_YOUR TASK_
Format the rows as a two-column CSV with the columns phrase and boxes, one line per row, putting each row's text and its answer in separate quoted fields and replacing line breaks with spaces. Begin at the line that has "Outline the white snow field." and continue through the last of the rows.

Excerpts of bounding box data
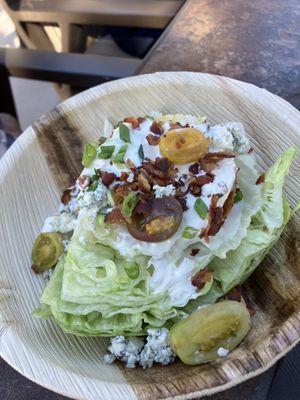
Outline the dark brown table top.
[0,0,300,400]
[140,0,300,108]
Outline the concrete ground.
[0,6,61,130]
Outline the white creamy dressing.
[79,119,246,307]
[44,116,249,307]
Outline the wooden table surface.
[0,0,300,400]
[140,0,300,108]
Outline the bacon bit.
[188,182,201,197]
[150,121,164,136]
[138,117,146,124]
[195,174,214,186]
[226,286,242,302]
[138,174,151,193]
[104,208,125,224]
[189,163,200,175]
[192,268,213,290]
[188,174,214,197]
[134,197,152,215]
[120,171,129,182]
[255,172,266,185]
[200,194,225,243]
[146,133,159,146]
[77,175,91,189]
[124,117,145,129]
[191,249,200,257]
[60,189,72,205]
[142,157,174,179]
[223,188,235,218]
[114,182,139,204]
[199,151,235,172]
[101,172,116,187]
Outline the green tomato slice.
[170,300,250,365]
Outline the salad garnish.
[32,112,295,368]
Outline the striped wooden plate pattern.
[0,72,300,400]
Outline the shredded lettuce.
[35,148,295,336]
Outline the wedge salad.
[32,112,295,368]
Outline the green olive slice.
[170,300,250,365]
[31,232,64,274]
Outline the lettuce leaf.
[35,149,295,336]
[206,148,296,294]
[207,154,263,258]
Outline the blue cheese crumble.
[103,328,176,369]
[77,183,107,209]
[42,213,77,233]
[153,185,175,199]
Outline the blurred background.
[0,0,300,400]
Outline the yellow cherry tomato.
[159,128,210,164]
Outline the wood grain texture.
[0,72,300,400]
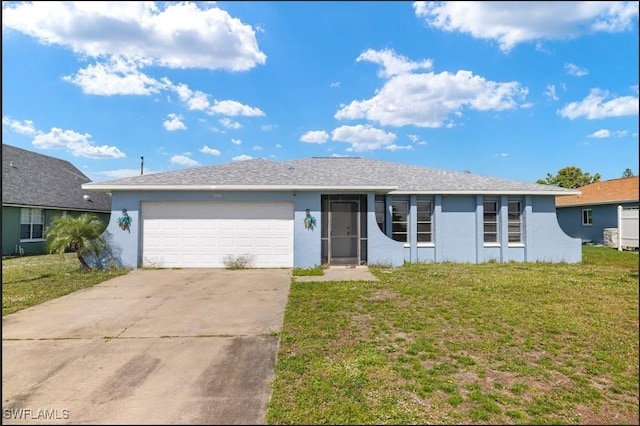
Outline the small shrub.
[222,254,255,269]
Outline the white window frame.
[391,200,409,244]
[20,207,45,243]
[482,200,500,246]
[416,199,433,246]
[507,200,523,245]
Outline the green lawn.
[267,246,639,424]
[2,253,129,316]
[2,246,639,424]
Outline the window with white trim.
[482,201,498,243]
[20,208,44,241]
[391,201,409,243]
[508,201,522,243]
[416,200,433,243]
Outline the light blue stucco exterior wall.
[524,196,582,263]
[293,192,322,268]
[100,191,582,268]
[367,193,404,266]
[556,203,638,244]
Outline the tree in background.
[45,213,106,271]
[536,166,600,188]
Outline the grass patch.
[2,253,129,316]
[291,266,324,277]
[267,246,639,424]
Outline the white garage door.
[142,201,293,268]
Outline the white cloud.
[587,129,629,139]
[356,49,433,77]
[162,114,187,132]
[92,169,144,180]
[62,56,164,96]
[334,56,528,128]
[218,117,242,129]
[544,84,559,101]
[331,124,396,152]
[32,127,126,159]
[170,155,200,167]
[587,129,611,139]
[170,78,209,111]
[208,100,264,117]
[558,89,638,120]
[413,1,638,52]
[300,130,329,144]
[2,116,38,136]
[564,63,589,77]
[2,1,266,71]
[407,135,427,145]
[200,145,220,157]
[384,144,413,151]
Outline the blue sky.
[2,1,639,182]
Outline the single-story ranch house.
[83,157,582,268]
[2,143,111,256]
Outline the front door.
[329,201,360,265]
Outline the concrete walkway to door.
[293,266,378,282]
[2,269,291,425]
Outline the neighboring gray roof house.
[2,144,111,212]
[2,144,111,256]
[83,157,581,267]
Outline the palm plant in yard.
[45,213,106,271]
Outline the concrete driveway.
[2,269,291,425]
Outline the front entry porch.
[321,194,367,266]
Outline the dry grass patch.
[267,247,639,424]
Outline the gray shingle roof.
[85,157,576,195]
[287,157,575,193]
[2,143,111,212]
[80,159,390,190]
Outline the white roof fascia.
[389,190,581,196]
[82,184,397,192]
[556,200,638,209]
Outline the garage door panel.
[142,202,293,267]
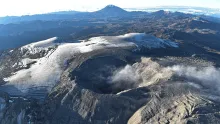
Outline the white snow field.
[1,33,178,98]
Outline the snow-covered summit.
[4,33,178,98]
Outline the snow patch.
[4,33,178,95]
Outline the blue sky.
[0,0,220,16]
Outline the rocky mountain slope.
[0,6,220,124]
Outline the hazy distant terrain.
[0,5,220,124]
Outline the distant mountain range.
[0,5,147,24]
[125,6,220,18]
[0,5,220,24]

_RESPONSE TO THE EXERCISE_
phrase,boxes
"Outline the white snow field.","[1,33,178,98]"
"Outline the snow-covered summit.","[4,33,178,98]"
"Outline the snow patch.","[4,33,178,95]"
"Outline the blue sky.","[0,0,220,16]"
"Outline the rocky mountain slope.","[0,6,220,124]"
"Outline the hazy distant terrain.","[0,5,220,124]"
"Outline the distant mountain range.","[0,5,147,24] [125,6,220,18] [0,5,220,24]"